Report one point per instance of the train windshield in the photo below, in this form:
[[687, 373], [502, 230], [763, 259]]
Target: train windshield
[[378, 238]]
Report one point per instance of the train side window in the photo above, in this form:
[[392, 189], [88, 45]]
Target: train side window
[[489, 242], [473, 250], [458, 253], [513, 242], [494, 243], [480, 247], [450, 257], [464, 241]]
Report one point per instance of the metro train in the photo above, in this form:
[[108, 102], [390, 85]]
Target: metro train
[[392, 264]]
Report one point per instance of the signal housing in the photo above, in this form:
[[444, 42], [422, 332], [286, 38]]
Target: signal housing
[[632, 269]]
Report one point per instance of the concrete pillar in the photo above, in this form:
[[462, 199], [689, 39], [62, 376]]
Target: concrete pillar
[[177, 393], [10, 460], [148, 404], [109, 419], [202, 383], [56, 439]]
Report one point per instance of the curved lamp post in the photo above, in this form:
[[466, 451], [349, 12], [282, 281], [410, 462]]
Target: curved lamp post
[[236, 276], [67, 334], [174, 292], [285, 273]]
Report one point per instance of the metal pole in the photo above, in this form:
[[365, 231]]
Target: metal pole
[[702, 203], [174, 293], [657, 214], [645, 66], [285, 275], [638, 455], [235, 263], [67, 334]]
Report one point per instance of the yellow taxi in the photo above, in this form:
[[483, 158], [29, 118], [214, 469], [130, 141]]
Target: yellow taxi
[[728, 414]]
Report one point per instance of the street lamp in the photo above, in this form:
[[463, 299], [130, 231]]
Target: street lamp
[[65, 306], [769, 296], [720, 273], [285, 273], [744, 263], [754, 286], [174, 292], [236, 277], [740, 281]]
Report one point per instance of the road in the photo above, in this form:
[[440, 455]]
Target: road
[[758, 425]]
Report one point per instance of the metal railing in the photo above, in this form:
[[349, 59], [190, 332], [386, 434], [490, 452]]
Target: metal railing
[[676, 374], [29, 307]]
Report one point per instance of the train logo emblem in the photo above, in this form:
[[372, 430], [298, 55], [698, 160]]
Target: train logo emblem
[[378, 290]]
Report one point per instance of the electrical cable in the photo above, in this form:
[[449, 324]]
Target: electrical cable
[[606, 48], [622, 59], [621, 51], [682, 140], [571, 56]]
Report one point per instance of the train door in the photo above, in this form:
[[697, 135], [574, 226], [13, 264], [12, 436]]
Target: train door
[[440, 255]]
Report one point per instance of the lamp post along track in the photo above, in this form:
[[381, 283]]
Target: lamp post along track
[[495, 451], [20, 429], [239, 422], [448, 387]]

Do this »
Put the lines of the records from the one containing "Report one point per instance of the metal pole" through the one containing "263], [67, 334]]", both ends included, into a numbered list. Leave out any blank lines.

Exercise answer »
1. Report one point per instance of the metal pole in the photo above, in this form:
2. [[365, 231]]
3. Target: metal pole
4. [[702, 203], [174, 293], [657, 214], [645, 66], [285, 275], [638, 455], [235, 263], [67, 334]]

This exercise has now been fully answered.